[Object point labels]
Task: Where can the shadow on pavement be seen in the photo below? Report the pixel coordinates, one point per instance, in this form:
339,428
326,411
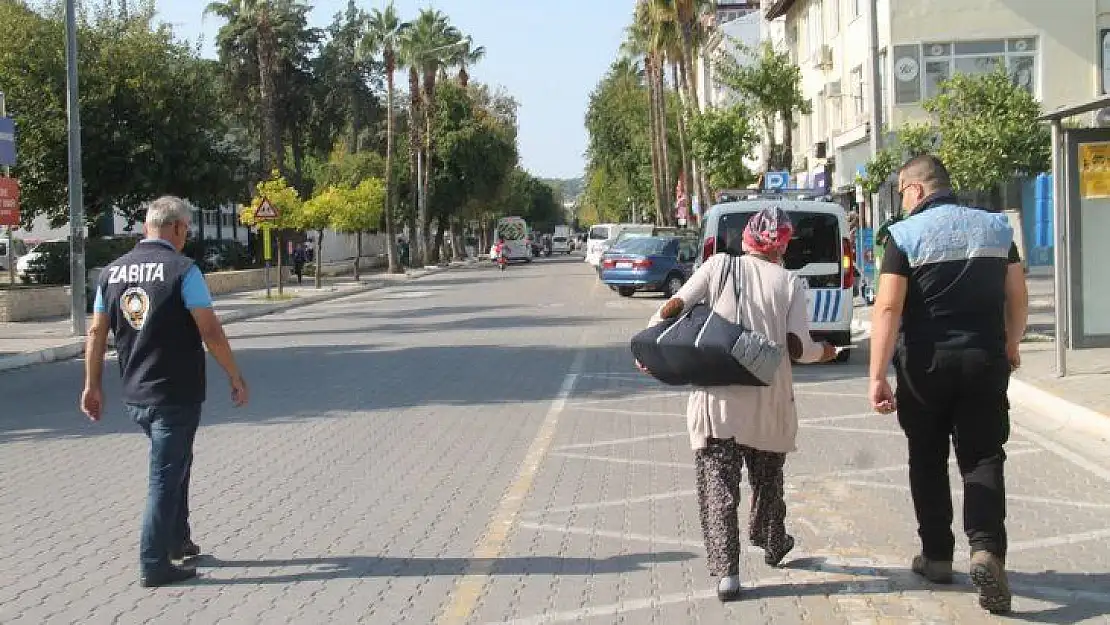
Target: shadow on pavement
293,383
353,567
1066,590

§ Exercise aim
Rewrite the lines of the records above as a numbered list. Skip blank lines and leave out the pictures.

§ Response to this task
1. Task: Where can the shadow on pavement be seen in the photo below? Report the pixel coordinates, one point per instance, in this form:
2. 339,428
3. 326,411
4. Target: shadow on pavement
5. 293,383
6. 353,567
7. 1066,590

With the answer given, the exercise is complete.